*Your instructions*: Could you rewrite the data starting at the line containing "Where can you see the steam crane?" and ending at the line containing "<point>150,160</point>", replacing "white smoke" with "gray smoke" and leaving everything else unchanged?

*Listed entries*:
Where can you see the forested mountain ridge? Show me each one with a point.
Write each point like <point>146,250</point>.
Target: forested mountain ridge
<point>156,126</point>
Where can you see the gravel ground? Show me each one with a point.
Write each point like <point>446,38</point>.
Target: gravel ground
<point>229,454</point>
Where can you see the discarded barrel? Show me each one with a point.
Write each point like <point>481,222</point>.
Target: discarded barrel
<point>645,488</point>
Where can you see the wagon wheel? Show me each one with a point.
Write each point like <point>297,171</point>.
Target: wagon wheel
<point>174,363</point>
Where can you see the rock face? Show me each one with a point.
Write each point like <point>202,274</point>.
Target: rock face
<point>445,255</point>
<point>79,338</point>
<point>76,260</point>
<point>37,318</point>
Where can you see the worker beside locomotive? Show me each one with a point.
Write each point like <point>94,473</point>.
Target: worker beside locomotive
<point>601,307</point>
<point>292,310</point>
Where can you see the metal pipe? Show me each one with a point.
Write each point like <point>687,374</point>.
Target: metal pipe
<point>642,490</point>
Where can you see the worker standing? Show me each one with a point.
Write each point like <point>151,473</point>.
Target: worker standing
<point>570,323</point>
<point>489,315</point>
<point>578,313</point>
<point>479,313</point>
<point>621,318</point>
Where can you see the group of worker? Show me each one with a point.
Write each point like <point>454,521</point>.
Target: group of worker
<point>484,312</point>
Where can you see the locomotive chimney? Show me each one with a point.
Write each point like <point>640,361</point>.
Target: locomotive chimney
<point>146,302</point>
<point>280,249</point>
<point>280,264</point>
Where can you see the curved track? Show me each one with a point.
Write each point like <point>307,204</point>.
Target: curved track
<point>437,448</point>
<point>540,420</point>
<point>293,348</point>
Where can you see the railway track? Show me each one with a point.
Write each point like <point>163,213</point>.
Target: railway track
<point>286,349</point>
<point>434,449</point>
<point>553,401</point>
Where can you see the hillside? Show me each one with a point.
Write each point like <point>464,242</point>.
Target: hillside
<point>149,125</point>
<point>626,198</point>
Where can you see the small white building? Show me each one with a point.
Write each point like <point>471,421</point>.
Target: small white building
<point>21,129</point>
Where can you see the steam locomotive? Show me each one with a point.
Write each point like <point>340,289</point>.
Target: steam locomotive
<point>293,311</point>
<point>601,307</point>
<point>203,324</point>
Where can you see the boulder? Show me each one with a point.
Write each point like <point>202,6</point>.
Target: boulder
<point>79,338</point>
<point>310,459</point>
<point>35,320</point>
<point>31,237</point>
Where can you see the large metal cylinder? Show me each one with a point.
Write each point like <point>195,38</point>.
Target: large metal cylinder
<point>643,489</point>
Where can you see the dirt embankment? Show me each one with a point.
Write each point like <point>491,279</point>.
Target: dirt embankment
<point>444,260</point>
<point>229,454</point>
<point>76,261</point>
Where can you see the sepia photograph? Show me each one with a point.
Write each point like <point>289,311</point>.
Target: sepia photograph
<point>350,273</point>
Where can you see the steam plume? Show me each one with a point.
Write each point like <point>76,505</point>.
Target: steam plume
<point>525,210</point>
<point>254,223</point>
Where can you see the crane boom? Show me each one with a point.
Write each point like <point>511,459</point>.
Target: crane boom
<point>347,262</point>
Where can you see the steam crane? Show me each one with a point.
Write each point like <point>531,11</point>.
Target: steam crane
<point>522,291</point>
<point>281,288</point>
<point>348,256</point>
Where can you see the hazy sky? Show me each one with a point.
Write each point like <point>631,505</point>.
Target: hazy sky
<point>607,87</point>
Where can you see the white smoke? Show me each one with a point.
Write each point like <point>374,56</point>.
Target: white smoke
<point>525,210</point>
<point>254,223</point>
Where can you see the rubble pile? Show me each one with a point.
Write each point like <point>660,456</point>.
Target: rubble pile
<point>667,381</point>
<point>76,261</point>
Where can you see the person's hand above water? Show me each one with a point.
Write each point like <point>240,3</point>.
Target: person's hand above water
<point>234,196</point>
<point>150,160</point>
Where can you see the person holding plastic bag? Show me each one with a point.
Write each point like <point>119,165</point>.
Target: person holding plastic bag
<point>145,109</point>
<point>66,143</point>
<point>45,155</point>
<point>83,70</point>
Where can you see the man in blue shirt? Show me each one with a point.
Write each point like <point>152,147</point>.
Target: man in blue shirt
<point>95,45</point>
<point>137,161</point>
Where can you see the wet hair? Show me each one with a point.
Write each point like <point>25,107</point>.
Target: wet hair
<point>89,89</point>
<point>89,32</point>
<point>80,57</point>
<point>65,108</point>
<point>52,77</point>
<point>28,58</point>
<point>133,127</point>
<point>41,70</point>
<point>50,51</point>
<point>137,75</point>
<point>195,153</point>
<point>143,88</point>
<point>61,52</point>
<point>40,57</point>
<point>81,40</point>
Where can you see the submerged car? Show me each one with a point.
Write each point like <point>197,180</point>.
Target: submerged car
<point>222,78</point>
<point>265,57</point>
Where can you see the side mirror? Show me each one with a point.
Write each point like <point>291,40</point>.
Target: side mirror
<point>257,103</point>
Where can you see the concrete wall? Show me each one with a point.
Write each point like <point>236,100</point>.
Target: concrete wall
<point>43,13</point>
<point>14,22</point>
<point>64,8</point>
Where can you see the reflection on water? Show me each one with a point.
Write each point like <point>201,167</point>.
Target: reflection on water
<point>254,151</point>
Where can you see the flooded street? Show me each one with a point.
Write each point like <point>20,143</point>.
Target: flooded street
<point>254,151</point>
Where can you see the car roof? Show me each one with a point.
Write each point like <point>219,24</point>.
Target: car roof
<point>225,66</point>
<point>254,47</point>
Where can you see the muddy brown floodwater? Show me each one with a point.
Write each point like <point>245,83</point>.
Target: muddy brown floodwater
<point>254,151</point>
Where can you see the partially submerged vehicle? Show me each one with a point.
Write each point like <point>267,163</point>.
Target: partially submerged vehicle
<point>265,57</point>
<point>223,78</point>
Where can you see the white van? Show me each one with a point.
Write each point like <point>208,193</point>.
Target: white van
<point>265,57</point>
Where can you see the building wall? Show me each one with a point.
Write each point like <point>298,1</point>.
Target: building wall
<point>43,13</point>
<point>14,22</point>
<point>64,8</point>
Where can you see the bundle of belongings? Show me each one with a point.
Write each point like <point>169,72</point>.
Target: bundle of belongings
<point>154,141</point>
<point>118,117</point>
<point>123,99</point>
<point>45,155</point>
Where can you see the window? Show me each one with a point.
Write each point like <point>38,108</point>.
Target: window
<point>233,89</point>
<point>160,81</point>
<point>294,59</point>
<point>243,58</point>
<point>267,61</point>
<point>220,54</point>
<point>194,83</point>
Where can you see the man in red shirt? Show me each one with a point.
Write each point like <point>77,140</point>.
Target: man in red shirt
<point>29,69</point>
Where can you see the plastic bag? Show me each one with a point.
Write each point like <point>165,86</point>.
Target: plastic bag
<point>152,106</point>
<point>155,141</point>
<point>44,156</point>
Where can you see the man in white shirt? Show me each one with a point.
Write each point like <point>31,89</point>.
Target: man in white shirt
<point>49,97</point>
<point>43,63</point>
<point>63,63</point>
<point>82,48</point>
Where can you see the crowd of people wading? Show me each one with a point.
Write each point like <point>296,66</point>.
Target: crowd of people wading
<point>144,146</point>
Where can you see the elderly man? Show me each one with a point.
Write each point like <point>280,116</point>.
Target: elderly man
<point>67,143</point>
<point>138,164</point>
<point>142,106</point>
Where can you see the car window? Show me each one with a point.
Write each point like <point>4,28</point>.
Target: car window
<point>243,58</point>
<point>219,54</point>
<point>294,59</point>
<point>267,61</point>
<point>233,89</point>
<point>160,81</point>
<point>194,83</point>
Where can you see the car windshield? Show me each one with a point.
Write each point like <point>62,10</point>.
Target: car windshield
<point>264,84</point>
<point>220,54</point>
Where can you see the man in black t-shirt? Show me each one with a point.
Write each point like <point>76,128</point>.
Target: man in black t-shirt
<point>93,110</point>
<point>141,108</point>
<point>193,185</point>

*Task response*:
Where can you see the steam crane? Show me each one with a point.
Write each point like <point>531,11</point>.
Target: steam crane
<point>522,291</point>
<point>281,288</point>
<point>348,256</point>
Where can you see the hazy sky? Show me each one with a point.
Write each point like <point>631,505</point>.
Target: hazy sky
<point>607,87</point>
Where can you see the gray smoke? Show me each one with a point.
Write each point like <point>374,56</point>.
Target: gray smoke
<point>525,210</point>
<point>254,223</point>
Where can you see the rubble pile? Show me each one with a point.
Write each point like <point>660,456</point>.
Target: rubble pile
<point>667,381</point>
<point>76,261</point>
Where can you see the person's hand above water? Show me each one with a point.
Write each point like <point>240,3</point>.
Target: person's hand above water
<point>234,196</point>
<point>150,160</point>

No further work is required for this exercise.